* START Provided text *

Where has this strategy worked?
I don't think it has been applied. I don't think
there's been sufficient political will. I think
we have seen the United States increasingly
withdraw, as we have just heard from Mark
there, withdrawing into that insular position,
withdrawing from international agreements
and treaties and saying "we are the controllers."
That is deeply, deeply resented across the
Islamic world, across the Third World.
Max Hastings, you are shaking your head.
I can't accept anything Terry Waite has said.
Of course it's true, we all know about the
degree of resentment, but intelligence people
have been warning for years now, even for
decades, that we are going to be faced with
a new world in the 21st century in which rogue
states, as well as terrorist groups, are going
to be in possession of weapons of mass
destruction and are going to be weighing very
carefully the charms of using them against
the West. I don't doubt anything you say
about the degree of resentment. I think at the
moment that while the military dilemma is very
acute for the United States, the practical difficulties
are very large. The worst possible signal will be
sent out to rogue states and to terrorist groups
if the United States is obliged to say, because it
is difficult to do something we will therefore
do nothing. Some message has got to be sent,
not only for the sake of the American people
but a message has got to be sent to Iraq, to
North Korea, to Libya, to all the other states
which we know have been sponsoring terrorism
for many years.
One of the reasons you might argue that Libya
has sponsored terrorism, that Gaddafi has sponsored
terrorism, in the past is precisely because he
was isolated and excluded. He was not included.
There was deliberate policy to isolate him. I am
not suggesting for one moment that Gaddafi is
an easy man, a straightforward man to deal
Tony Judt, I want to just bring you back in here
because there is a contradiction, isn't there, in
the way that the Americans look at the desire
to form international alliances at times of crisis
like this and the way they behave towards
international treaties at other times?
Let me explain it if I can, in these terms.

* END Provided text *

Stated problem = Pick up the debate transcript on American policy and terrorism, and continue it after its final sentence.

* START Record excerpts *

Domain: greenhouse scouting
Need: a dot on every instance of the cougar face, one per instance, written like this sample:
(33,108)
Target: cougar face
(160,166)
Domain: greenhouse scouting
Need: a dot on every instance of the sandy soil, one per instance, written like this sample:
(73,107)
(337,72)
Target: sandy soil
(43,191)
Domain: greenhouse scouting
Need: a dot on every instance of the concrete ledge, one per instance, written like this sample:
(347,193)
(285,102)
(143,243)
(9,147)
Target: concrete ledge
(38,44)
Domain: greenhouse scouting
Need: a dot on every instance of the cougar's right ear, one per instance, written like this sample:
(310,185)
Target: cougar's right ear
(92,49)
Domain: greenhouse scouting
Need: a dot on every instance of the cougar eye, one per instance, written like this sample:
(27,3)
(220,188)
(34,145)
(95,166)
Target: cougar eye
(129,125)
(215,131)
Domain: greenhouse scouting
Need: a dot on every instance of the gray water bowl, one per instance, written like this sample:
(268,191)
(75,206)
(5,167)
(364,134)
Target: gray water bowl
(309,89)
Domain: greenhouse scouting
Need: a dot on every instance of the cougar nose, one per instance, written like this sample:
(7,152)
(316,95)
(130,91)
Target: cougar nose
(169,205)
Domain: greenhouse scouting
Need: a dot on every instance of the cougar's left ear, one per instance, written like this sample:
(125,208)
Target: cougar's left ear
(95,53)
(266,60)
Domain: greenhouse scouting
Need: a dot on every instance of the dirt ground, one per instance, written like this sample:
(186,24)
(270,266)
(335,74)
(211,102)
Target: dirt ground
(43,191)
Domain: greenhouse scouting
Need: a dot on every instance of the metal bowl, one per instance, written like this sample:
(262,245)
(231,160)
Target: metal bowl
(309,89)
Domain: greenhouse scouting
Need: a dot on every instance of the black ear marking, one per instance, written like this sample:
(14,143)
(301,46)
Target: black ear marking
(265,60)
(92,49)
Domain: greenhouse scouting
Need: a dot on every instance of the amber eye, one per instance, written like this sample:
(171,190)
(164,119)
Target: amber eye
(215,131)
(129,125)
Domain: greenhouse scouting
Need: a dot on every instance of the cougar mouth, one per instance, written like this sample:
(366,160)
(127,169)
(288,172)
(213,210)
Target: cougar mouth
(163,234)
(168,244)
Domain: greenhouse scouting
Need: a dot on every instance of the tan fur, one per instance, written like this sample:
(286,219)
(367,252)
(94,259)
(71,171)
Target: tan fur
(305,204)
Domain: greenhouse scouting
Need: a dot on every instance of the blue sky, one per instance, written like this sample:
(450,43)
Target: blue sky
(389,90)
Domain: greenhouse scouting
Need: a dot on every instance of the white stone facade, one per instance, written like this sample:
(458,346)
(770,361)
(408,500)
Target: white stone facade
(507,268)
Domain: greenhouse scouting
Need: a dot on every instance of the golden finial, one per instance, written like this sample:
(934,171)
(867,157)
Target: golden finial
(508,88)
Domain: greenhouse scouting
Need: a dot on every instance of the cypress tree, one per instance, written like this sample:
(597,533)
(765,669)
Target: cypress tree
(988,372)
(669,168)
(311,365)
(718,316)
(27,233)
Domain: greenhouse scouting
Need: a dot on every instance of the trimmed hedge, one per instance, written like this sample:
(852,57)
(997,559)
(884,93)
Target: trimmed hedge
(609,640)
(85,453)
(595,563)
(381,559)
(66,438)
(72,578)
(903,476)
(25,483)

* END Record excerpts *

Result below =
Americans - I speak as someone who is not an
American but has lived now here for 16 years -
Americans think in terms of international
politics, if you put it in terms of a game, as
poker. You get involved in a particular game,
you play your hand as well as you can, you
try to guess what the other guy's hand is, you
then at the end show your cards - whoever wins,
wins and you get up and walk away with your
winnings. Whereas I think much of the rest
of the world, in particular precisely the people
we are talking about now, think in terms, if
you like, of chess - it is a game which goes
on a very long time. It is not immediately
obvious at which point you're on the way
to winning and it may not even be clear that
the game is about winning as the only
possible outcome. There is a huge gap in
understanding between the American and the
rest of the world's way of thinking about
international relations, not merely about fighting
a particular war. The default position, as it
were, the standard position in the States is,
"if we have to do it, whatever the 'it' is, we
go in, we do it, we get out and we go back to
where we were before". I don't think that is
going to change overnight, even with what
has just happened. I worry that of all the
administrations which might have been able
to lead the American people and the American
political culture away from that way of thinking
about dealing with the world, this is the least
You see, Max Hastings, it is a very selective
interpretation of what constitutes terrorism,
As we all know, we've not much heard from
the United States when Britain was suffering
at the hands of the IRA.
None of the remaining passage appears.